[[ PASSAGE PROVIDED, beginning ]]

Member of Parliament, Nebbi
- Preceded by: Anthony Ofwori Rugete
- Succeeded by: Esther Pacuto Odongo

Constituent Assembly Delegate, Nebbi

Woman Representative, Nebbi District

Personal details
- Born: Esther Opoti Dhugira 9 September 1962
- Died: 18 August 2001 (aged 39)
- Party: National Resistance Movement(NRM)
- Children: 2
- Education: Arua Public School Kitgum Public School Kitgum High School Dr.Obote College, Boroboro Onyama National Teachers College
- Alma mater: Makerere University
- Occupation: Politician Teacher

= Esther Opoti Dhugira =

Ugandan legislator and teacher (1962–2001)

Esther Opoti Dhugira (9 September 1962 – 18 August 2001) was a Ugandan legislator and woman Member of Parliament for Nebbi District in Uganda's 7th Parliament. In Uganda's Constituent Assembly between 1994 and 1995, she represented Okoro County in Nebbi. Dhugira alongside Winnie Byanyima and others was one of the founders of Forum for Women in Democracy (FOWODE).

[[ PASSAGE PROVIDED, end ]]
[[ EXERCISE DATA, beginning ]]

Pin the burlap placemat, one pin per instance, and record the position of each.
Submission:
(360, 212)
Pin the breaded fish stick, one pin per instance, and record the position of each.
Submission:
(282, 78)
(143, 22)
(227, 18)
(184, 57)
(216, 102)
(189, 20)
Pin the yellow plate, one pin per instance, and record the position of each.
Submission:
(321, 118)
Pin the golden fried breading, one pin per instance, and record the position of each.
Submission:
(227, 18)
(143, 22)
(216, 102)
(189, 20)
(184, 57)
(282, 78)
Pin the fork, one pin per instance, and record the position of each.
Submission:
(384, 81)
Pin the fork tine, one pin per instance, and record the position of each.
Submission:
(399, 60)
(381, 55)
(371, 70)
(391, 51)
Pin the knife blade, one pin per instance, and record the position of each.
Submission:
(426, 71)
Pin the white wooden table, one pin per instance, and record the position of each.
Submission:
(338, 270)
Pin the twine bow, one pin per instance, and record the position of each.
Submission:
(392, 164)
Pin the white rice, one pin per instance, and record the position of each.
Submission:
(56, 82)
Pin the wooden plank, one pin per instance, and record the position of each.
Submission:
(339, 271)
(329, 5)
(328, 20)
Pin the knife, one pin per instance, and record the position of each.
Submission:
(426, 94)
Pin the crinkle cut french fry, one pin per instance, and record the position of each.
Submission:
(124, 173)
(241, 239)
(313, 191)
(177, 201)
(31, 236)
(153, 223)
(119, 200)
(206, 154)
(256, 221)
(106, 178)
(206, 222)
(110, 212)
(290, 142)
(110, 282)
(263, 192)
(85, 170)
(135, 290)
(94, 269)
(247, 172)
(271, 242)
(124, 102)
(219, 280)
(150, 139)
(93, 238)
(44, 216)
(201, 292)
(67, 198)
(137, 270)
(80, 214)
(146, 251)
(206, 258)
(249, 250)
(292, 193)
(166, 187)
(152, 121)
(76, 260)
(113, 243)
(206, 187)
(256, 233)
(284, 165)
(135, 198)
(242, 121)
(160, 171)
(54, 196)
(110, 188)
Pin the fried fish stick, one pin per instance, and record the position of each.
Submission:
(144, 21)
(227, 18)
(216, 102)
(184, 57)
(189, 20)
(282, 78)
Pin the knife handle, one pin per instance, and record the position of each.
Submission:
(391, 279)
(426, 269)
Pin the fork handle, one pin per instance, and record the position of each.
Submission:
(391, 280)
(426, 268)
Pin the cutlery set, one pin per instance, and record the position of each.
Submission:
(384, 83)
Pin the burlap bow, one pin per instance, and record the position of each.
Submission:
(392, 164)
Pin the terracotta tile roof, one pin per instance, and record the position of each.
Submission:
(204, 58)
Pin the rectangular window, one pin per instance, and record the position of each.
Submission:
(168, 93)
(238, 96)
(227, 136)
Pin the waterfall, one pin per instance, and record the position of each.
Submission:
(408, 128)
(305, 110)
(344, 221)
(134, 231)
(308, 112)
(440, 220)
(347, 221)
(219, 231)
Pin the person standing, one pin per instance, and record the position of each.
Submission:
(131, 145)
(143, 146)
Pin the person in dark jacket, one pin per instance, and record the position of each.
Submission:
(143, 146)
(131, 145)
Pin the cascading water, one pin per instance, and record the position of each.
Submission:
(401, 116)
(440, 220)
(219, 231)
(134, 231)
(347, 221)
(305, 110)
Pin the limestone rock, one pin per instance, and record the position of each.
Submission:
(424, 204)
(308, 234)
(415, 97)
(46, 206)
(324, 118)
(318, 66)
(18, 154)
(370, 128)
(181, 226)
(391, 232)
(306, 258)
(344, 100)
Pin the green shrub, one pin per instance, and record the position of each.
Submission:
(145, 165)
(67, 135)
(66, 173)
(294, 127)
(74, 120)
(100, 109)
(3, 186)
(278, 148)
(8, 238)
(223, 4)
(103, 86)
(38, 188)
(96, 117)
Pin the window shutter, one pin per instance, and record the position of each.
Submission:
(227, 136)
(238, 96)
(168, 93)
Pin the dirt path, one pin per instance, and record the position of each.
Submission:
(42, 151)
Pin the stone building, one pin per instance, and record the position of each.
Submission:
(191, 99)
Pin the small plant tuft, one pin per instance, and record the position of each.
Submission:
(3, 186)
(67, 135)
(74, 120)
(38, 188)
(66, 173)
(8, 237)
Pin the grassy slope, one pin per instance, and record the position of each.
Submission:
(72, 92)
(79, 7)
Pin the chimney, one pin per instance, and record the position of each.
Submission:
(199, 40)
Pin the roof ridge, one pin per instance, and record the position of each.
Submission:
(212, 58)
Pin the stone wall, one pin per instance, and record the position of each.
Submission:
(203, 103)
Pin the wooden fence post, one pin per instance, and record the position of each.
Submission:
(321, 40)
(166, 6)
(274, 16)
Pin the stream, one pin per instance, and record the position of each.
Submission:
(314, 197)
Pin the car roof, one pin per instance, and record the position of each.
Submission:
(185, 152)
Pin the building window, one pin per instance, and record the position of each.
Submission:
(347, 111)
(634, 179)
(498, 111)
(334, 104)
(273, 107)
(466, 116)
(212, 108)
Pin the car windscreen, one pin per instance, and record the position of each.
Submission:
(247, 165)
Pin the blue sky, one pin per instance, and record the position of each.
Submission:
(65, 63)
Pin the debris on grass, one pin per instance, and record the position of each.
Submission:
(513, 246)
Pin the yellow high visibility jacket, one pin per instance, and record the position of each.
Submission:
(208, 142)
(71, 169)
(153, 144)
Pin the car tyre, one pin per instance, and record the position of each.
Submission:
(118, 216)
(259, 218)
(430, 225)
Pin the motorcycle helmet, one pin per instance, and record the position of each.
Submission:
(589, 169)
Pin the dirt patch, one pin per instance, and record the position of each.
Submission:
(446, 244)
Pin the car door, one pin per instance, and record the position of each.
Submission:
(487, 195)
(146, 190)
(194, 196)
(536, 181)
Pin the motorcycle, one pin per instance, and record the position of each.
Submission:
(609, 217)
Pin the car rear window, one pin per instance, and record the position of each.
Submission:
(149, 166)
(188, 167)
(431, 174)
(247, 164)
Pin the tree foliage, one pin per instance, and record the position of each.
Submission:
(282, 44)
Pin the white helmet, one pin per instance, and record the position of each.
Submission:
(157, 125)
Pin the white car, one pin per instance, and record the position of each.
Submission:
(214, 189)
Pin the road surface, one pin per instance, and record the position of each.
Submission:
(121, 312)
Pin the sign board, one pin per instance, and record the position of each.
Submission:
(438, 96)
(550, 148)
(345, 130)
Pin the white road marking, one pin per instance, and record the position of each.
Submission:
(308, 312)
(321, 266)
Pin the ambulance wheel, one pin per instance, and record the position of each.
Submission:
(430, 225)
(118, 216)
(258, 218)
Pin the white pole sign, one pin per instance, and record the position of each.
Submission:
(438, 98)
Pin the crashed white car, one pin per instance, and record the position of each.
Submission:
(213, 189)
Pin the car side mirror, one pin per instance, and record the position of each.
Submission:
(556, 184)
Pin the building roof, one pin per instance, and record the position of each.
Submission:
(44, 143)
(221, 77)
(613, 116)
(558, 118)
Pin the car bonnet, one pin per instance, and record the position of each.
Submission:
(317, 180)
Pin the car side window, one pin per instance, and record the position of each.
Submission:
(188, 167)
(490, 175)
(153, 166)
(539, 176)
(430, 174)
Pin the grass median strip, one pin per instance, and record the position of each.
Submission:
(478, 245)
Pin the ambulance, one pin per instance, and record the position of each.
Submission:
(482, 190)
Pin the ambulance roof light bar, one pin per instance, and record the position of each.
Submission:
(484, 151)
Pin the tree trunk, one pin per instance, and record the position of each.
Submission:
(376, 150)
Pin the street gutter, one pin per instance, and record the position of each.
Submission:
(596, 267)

[[ EXERCISE DATA, end ]]

__WHAT THE EXERCISE ASKS__. Quote the passage on Esther Opoti Dhugira word for word, between "Member of Parliament, Nebbi" and "2001 (aged 39)", inclusive.

__WRITTEN ANSWER__.
Member of Parliament, Nebbi
- Preceded by: Anthony Ofwori Rugete
- Succeeded by: Esther Pacuto Odongo

Constituent Assembly Delegate, Nebbi

Woman Representative, Nebbi District

Personal details
- Born: Esther Opoti Dhugira 9 September 1962
- Died: 18 August 2001 (aged 39)